PROBLEM STATEMENT
Repeat each line of the following records exactly as it appears.

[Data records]
□ □ □ □

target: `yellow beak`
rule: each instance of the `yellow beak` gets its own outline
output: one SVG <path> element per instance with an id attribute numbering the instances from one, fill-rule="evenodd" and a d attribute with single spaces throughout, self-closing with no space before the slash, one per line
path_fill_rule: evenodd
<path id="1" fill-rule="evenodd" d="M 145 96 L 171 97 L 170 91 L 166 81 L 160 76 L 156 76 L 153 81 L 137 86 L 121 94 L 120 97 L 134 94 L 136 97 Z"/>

□ □ □ □

ANSWER FOR THE TASK
target: `yellow beak`
rule: each instance of the `yellow beak` gets its own outline
output: one SVG <path> element per instance with an id attribute numbering the instances from one, fill-rule="evenodd" and a d attribute with single spaces throughout, self-closing with no space before the slash, one per line
path_fill_rule: evenodd
<path id="1" fill-rule="evenodd" d="M 145 96 L 171 97 L 170 91 L 166 81 L 160 76 L 156 76 L 153 81 L 137 86 L 121 94 L 120 97 L 134 94 L 136 97 Z"/>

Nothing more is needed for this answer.